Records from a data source
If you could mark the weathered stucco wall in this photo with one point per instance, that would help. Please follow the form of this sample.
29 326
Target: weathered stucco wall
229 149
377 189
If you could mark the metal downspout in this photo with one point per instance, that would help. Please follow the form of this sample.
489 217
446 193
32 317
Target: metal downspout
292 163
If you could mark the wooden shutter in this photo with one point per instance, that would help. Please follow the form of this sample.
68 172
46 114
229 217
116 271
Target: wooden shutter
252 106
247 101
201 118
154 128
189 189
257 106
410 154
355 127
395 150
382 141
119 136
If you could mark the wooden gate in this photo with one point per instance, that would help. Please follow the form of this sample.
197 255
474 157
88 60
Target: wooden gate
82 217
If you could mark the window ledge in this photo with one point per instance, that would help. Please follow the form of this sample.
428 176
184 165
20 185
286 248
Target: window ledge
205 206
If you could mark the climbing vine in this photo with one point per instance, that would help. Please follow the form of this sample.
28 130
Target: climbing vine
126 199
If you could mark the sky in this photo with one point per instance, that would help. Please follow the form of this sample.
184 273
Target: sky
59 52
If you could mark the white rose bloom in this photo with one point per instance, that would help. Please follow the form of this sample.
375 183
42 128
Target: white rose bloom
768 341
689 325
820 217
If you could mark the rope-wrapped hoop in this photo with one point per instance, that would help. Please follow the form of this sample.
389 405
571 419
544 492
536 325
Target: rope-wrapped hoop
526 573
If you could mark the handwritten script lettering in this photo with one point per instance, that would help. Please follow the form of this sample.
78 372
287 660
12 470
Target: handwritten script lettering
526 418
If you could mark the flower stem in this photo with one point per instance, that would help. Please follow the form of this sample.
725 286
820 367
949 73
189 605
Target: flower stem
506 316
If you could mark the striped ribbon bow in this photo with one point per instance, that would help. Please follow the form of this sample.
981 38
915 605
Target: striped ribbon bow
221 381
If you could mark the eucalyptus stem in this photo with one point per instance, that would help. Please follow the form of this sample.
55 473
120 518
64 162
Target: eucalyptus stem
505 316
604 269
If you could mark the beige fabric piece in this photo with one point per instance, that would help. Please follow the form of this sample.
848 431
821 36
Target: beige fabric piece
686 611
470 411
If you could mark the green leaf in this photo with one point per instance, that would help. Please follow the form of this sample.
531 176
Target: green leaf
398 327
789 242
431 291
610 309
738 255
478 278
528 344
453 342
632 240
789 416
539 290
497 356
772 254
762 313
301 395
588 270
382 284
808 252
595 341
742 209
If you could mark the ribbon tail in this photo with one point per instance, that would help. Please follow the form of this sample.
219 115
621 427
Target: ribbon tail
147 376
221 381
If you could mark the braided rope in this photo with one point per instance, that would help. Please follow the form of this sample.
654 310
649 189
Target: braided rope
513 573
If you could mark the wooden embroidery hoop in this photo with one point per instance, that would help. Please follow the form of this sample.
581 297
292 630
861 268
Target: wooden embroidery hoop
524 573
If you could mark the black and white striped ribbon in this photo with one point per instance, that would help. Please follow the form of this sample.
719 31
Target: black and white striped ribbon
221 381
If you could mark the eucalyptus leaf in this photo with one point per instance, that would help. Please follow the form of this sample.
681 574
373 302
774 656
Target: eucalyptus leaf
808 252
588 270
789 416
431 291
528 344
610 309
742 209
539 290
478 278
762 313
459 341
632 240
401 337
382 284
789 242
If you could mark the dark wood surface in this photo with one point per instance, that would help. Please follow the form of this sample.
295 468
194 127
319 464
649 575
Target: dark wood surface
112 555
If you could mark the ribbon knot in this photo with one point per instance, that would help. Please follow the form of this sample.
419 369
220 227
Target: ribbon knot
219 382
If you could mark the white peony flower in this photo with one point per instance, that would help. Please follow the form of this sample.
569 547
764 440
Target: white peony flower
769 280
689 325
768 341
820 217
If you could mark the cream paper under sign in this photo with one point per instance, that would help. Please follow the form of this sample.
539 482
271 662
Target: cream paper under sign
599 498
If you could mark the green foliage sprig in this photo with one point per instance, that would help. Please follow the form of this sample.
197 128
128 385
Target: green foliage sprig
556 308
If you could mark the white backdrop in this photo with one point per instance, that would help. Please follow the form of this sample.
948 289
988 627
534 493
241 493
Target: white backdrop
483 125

### Goal
Repeat the entire listing above word for word, keeping every line in its original order and form.

### Response for this exercise
If you could mark the weathered stucco wall in this photo with one point per instance, that would help. Please follow the form of this sample.
29 326
Target: weathered stucco wall
229 149
377 189
If you could mark the metal downspout in this photo with one point per instance, that would help. Please follow the form of this sample.
489 217
446 193
32 317
Target: metal downspout
292 163
If you could mark the wooden shutter in this photo with one point per instance, that would help. Please follow the form of this sample.
68 172
46 114
229 217
116 271
Target: wooden shutter
252 106
247 101
201 118
154 128
189 189
257 106
410 154
355 127
395 150
382 141
119 136
If you could mark the wooden gate in this photo with one point per instance, that would help. Please follow the form of this sample.
197 255
474 157
88 60
Target: wooden gate
82 217
If you could mark the window ledge in this photo with one point per instance, that would help. Please follow the form of this sample.
428 176
184 165
20 185
286 248
Target: window ledge
205 206
If you could mark the climbing vine in this photo with one point per instance, that would help. Please follow the form of this sample.
28 130
Target: climbing vine
126 199
If you could mark the sky in this photo with one point per instance, that would help. Please follow the form of this sample.
184 273
Target: sky
59 52
If you could mark the white rose bloom in this photo with one point per instance, that would help. Please follow the form of this sample.
375 183
42 128
Target: white rose bloom
768 341
689 325
820 217
If you could mark the rope-wrapped hoop in this photo with one point per instance, that would help. Please follow the form of this sample.
389 405
571 419
544 492
536 325
Target: rope-wrapped hoop
526 573
If you could mark the handwritten script lettering in this photo with one point per instance, that would help. Please follow the form of this sample.
78 372
287 660
12 470
Target: handwritten script lettering
526 418
If you could mark the flower stem in this photo with one point per instance, that would help. Please follow the form of this sample.
725 286
820 367
949 73
189 605
Target: flower stem
506 316
If you could mark the striped ribbon bow in this photo with one point per instance, that would help. Please follow the form of this sample.
981 38
915 605
Target: striped ribbon bow
221 381
If you could mark the eucalyptus stem in this photo with one point per instance, that would help. Please follow the form of this sample.
55 473
120 518
64 162
Target: eucalyptus stem
505 316
604 269
If you could mark the beige fabric piece in this photo with one point per instance, that would help. Please follow the form of this sample.
848 431
821 36
Target: beige fabric piece
686 611
470 411
If you could mark the green leaf in this photo with one point per instance, that would help. Please follow the form of this sample.
531 176
Target: green leaf
398 327
789 242
431 291
610 309
738 255
478 278
528 344
453 342
632 240
789 416
539 290
497 356
772 254
762 313
301 395
588 270
382 284
808 252
595 341
742 209
If you could mark the ribbon tail in this photo with one point per instance, that would help. Please follow the form of this sample.
219 115
621 427
Target: ribbon tail
147 376
221 381
If you could mark the braided rope in this photo with one point per instance, that would help. Please follow the form of this sample.
654 310
649 189
Target: braided rope
513 573
If you could mark the wooden embroidery hoop in this photo with one point per instance, that would help. Please follow the form of this sample.
581 297
292 630
861 268
Target: wooden embroidery hoop
524 573
If you could mark the black and white striped ribbon in this photo with one point per instance, that would help. Please follow the form of this sample.
719 31
Target: black and white striped ribbon
221 381
If you could mark the eucalyptus leaf in this photo with one point per instance, that would help. Please follow the form of this sample.
681 574
373 302
774 656
Target: eucalyptus leaf
808 252
588 270
789 416
431 291
528 344
610 309
742 209
539 290
478 278
762 313
459 341
632 240
401 337
382 284
789 242
If you could mark the dark wood surface in this photo with one point per instance, that would help. Please follow the form of this sample.
295 468
194 127
319 464
649 575
Target: dark wood surface
112 555
If you could mark the ribbon knot in this photo with one point per instance, that would help. Please follow the form of this sample.
419 369
220 227
Target: ribbon knot
219 382
If you could mark the white peony flower in this photo with one point per instance, that would help. Please follow the form of this sample.
569 547
764 440
Target: white peony flower
769 280
689 325
768 341
820 217
If you could mark the cream paper under sign in this photo with one point per instance, that would help. Please follow the form of this sample.
539 482
271 662
Target: cream paper under sign
599 498
If you could mark the green foliage sprig in this photo with one point per instance, that would help. Please follow the form of this sample.
197 128
128 385
Target: green foliage sprig
556 308
If you could mark the white backdrop in this photo with one point per instance, that would help. Please follow the form of this sample.
948 289
988 627
534 493
241 493
Target: white backdrop
483 125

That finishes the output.